• _EXERCISE_: Copy every line from the one containing "For the audit, pick out each instance of the light" through the end of the rows, and shift each point coordinate by -121 while leaving all other lines unchanged.

• _DATASET_:
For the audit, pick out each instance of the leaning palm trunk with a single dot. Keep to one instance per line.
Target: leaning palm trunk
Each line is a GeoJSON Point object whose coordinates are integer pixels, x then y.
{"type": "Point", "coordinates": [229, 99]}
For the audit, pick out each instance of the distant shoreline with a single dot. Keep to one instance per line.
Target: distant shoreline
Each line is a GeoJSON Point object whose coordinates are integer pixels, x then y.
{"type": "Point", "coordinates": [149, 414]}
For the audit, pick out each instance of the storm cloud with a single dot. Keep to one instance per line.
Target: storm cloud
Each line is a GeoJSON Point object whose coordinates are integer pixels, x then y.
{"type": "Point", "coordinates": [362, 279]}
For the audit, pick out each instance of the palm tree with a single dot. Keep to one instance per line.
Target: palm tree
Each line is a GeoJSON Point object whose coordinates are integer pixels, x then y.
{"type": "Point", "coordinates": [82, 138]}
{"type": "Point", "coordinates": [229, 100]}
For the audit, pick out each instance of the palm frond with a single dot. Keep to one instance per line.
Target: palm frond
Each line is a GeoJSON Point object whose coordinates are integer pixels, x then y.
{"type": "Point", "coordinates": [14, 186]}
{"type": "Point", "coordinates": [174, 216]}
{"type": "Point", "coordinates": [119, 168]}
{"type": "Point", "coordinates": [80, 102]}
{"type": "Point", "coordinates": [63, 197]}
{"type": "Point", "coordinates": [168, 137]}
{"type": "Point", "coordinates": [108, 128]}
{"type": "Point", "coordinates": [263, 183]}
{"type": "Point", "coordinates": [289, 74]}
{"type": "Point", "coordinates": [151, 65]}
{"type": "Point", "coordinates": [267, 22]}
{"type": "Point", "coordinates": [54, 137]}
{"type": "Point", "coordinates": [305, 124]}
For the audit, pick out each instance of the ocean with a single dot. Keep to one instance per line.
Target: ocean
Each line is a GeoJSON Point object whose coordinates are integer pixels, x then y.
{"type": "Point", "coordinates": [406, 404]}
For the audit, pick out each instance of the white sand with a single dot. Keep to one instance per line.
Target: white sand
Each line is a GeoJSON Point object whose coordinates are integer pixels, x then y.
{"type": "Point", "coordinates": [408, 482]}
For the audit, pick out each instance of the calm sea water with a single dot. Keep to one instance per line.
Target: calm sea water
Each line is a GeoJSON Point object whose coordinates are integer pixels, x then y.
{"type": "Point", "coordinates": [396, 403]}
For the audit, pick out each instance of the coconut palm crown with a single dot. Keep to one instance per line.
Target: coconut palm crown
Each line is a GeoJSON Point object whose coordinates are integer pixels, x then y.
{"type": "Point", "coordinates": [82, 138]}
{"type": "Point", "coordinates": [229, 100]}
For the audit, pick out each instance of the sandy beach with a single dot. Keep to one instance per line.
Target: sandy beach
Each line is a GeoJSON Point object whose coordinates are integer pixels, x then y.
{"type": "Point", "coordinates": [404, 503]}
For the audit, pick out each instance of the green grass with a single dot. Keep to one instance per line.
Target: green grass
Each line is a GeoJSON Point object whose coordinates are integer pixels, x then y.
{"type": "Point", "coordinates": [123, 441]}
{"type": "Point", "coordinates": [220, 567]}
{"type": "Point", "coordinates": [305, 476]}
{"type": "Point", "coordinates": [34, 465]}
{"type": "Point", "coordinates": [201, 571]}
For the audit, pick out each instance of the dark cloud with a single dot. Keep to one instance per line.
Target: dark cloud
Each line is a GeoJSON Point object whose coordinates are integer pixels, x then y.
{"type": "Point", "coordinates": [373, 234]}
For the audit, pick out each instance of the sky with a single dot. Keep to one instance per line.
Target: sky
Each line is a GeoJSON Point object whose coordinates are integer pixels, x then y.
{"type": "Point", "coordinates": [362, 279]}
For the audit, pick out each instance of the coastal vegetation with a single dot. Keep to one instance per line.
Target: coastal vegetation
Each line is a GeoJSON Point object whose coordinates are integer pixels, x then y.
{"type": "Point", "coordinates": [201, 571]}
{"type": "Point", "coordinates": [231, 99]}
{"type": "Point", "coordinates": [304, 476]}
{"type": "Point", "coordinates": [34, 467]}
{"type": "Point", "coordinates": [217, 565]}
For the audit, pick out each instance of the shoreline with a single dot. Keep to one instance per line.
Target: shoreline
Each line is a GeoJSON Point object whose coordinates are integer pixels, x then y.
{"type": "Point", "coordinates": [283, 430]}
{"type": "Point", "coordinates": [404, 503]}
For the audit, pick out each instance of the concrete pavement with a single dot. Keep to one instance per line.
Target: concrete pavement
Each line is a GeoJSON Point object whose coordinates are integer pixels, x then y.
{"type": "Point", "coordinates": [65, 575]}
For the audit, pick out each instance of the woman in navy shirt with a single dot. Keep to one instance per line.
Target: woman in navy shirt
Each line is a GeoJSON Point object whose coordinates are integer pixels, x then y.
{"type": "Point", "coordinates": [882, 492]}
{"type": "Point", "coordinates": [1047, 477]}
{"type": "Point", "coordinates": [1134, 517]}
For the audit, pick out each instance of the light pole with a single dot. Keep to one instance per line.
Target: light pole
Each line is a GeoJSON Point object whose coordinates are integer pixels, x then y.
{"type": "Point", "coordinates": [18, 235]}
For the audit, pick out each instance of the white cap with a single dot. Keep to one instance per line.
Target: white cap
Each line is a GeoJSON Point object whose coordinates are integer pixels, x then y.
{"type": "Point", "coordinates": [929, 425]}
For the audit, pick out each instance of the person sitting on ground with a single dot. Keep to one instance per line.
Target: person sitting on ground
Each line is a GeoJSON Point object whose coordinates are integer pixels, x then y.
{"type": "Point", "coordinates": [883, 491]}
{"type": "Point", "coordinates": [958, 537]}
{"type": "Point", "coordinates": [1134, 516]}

• _ANSWER TO THIS TASK_:
For the audit, pick out each instance of the light pole with a single dot. Keep to one instance per line.
Target: light pole
Each line is a GeoJSON Point object whose coordinates are integer pixels, x then y.
{"type": "Point", "coordinates": [-103, 114]}
For the audit, pick out each instance of the white cap with a single dot. Keep to one instance per line.
Target: white cap
Each line is a GeoJSON Point object whose coordinates are integer pixels, x then y.
{"type": "Point", "coordinates": [808, 304]}
For the audit, pick out each instance of the person sitting on ground with a single dot. Keep to one instance per line.
Target: person sitting on ground
Each line is a GeoJSON Point object whose coordinates are integer pixels, x then y.
{"type": "Point", "coordinates": [762, 370]}
{"type": "Point", "coordinates": [837, 416]}
{"type": "Point", "coordinates": [1013, 395]}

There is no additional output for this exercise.